- **DIRECTIONS**
Beginning with the line containing "the white window" and ending with the last line of the records, set down every line exactly.

── LISTED ENTRIES ──

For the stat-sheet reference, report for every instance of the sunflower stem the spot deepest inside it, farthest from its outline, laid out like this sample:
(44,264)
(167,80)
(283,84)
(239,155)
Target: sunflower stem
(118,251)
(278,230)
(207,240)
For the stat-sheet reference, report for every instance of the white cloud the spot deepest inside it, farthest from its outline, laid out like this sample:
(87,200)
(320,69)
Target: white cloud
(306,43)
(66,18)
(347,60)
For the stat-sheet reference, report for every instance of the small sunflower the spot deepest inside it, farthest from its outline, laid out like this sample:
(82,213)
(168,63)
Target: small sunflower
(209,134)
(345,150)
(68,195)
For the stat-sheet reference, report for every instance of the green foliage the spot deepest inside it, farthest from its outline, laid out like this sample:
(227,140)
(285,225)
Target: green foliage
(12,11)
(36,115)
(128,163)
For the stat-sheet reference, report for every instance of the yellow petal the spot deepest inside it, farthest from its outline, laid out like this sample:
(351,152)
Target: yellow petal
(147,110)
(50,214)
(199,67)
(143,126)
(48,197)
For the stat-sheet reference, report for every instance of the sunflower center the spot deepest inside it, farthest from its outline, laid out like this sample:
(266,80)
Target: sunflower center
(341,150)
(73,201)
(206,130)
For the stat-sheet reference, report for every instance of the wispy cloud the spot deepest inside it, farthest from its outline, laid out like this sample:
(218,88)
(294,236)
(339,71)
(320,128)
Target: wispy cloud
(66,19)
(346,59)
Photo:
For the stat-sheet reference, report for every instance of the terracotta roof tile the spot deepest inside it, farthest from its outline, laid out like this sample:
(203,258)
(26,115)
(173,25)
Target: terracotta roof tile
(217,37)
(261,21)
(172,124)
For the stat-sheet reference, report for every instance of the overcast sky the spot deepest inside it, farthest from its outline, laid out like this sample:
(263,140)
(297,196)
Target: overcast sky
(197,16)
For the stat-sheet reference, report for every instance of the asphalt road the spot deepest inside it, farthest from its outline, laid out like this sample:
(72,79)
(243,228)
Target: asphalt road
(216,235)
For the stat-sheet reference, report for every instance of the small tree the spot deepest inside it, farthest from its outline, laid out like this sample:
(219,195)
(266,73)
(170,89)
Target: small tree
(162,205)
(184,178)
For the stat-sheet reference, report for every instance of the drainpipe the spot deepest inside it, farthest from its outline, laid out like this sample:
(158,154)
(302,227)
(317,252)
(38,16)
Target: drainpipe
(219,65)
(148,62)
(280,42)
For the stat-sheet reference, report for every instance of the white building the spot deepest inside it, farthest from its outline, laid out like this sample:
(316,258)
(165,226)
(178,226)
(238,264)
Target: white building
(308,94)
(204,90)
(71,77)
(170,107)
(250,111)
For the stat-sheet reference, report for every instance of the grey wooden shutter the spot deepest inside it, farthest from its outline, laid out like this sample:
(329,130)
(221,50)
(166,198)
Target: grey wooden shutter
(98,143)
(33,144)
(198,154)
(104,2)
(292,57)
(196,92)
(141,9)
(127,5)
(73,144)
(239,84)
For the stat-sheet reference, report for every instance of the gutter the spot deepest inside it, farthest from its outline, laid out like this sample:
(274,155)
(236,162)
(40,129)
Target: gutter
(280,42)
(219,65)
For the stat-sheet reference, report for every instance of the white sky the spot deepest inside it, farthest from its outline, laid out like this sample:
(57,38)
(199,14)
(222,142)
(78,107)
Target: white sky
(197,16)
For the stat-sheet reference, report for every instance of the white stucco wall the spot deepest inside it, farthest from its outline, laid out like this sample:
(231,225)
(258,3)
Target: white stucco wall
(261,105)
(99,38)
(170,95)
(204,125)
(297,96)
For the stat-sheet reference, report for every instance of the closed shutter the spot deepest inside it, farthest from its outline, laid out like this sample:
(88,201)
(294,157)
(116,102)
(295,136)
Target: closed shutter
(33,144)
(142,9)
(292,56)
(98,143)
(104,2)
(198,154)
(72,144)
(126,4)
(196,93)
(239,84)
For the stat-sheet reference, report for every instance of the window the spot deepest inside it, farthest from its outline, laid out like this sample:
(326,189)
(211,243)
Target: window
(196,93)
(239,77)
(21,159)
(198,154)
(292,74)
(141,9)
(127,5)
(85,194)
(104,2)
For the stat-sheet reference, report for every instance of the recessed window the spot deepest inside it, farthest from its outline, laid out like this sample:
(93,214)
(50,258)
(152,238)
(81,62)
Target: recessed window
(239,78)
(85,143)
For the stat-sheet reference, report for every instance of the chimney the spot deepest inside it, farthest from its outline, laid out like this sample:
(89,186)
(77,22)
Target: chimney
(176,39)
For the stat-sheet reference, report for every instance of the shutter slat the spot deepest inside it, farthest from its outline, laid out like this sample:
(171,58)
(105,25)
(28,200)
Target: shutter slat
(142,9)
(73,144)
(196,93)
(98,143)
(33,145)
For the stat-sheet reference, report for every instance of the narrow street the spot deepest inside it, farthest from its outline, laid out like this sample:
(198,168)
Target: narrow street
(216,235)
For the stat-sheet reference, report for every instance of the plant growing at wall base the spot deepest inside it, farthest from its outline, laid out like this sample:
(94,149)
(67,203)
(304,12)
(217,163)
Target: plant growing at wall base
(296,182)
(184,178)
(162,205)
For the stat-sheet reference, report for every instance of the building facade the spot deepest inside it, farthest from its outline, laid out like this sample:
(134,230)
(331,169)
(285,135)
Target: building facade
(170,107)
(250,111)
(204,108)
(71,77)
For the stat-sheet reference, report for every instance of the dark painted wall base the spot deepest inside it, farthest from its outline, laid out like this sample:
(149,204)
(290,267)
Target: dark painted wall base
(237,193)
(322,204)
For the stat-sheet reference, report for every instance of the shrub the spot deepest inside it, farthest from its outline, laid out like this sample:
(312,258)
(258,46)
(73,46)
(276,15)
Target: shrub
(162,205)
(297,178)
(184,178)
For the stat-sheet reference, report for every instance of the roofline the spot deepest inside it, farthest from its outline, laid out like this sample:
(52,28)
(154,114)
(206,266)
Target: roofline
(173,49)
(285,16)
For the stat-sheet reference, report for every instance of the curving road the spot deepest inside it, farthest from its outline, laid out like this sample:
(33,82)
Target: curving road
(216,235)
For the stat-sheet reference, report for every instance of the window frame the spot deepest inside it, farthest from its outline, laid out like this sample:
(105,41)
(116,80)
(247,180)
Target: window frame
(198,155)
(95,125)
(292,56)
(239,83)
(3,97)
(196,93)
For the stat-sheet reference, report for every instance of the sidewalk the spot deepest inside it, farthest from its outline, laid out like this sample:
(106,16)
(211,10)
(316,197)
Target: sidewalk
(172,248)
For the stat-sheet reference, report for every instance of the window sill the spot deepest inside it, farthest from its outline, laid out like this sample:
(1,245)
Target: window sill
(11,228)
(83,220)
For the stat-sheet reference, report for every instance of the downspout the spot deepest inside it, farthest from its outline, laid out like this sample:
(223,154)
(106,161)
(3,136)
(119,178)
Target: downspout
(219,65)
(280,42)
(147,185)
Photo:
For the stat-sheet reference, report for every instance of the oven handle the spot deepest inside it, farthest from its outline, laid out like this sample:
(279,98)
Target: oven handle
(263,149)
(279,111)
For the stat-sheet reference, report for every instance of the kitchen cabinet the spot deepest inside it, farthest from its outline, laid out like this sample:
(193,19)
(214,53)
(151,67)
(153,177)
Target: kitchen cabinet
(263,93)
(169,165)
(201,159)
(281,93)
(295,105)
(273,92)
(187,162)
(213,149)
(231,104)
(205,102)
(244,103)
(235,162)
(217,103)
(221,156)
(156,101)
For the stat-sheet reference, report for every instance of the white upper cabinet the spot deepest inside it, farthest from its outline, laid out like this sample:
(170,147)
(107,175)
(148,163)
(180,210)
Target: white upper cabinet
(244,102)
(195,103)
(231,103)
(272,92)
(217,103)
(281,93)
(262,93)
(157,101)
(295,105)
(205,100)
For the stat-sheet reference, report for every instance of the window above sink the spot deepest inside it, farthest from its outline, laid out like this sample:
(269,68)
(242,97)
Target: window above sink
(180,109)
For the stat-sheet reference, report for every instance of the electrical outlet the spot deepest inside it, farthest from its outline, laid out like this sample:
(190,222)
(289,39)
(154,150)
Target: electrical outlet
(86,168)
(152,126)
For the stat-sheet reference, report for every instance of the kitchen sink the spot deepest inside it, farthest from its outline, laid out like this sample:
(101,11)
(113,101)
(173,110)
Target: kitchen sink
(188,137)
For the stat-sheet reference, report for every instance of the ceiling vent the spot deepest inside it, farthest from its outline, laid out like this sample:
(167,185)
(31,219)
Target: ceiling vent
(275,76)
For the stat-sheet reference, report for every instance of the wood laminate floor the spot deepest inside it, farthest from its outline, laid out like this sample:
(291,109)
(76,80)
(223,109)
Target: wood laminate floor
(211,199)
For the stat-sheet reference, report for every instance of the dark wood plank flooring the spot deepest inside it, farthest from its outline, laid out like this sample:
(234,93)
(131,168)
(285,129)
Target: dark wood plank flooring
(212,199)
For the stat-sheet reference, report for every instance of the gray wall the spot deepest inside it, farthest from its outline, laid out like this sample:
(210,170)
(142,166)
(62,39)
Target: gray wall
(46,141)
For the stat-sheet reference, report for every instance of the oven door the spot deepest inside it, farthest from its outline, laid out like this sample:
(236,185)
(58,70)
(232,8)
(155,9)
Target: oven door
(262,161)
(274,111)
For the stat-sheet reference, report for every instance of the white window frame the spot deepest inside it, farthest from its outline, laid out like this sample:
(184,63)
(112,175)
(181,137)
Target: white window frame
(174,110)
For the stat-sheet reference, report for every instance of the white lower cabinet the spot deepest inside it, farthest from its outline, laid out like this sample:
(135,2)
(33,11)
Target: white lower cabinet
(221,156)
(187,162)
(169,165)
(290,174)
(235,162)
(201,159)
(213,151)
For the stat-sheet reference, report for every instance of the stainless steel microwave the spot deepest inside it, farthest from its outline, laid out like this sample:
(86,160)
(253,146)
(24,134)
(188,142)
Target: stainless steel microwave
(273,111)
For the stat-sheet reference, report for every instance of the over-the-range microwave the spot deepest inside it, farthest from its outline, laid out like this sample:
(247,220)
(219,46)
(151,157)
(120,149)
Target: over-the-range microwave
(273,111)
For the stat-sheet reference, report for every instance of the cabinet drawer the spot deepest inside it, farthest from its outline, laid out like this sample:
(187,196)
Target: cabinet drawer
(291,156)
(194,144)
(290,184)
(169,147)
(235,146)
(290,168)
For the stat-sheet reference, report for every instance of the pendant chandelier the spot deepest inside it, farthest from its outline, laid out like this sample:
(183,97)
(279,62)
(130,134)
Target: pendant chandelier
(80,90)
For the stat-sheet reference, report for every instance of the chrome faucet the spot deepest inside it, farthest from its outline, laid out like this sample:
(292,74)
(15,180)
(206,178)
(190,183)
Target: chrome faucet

───

- **RESULT BELOW**
For the stat-sheet reference, report for every instance of the white window frame the spot deepest inside it, farthest from its outline, laid out like this sample:
(184,63)
(112,175)
(181,137)
Target: white window frame
(174,110)
For the stat-sheet reference, report for every instance of the white lower cabinet the spot deepest inside it, farthest from its outline, laid out like this sample:
(135,2)
(33,11)
Target: white lower cabinet
(221,156)
(187,162)
(169,165)
(290,174)
(235,162)
(201,159)
(213,151)
For the stat-sheet reference, report for every instance of the stainless steel microwave the spot deepest inside it, farthest from its outline, laid out like this sample:
(86,160)
(253,146)
(24,134)
(188,142)
Target: stainless steel microwave
(273,111)
For the stat-sheet reference, report for every instance of the over-the-range microwave the spot deepest inside it, farthest from its outline, laid out like this sample:
(247,220)
(219,46)
(151,157)
(120,149)
Target: over-the-range microwave
(273,111)
For the stat-sheet reference, report for every instance of the cabinet drawer the spot deepest inside it, farthest from its outline, laid out like this sample:
(187,196)
Target: cabinet drawer
(291,156)
(194,144)
(290,184)
(169,147)
(235,146)
(290,168)
For the stat-sheet reference, report for every instance of the pendant chandelier the spot deepest inside it, farthest from its outline, laid out like this sample:
(183,97)
(279,62)
(130,134)
Target: pendant chandelier
(80,90)
For the stat-sheet reference, report for every instance of the chrome faucet the spot deepest inside it, farthest from its outline, laid out like this sample:
(292,74)
(15,180)
(206,178)
(190,183)
Target: chrome faucet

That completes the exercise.